Selected text >>
============================================================
Reverend John Chilembwe (1871 – 1915) was a Baptist educator, pastor and an early activist in the resistance to colonialism in Nyasaland. Today, January 15 of every year is observed as John Chilembwe Day in his honour for fighting against colonialism. He is regarded as the father of Malawian independence.

John Chilembwe, with his wife Ida, and one of their children.
John Chilembwe attended the Church of Scotland mission in about 1890 and returned to Nyasaland in 1900 to found the Industrial Providence Mission (PIM). He instilled the values of hard work, self esteem and self help in his community. In 1913, Chilembwe came into conflict with colonial authorities and white settlers over such brutal aspects of colonial rule as hut taxation, land alienation and the problem of Thangata system, harsh treatment of African workers on European estates, erosion of traditional chiefly authority, and the recruitment of African men for service in British imperial wars elsewhere in Africa and abroad.
============================================================
Data provided >>

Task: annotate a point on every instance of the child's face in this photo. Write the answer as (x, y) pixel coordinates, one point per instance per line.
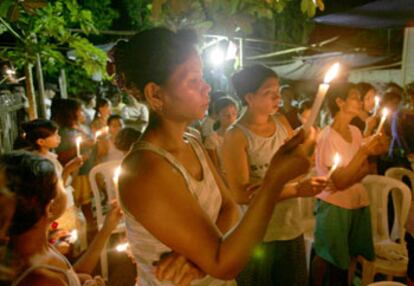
============================================================
Work to do >>
Reproduce the part of the John Chilembwe text that opens with the words containing "Reverend John Chilembwe" and closes with "of their children.".

Answer to the exercise >>
Reverend John Chilembwe (1871 – 1915) was a Baptist educator, pastor and an early activist in the resistance to colonialism in Nyasaland. Today, January 15 of every year is observed as John Chilembwe Day in his honour for fighting against colonialism. He is regarded as the father of Malawian independence.

John Chilembwe, with his wife Ida, and one of their children.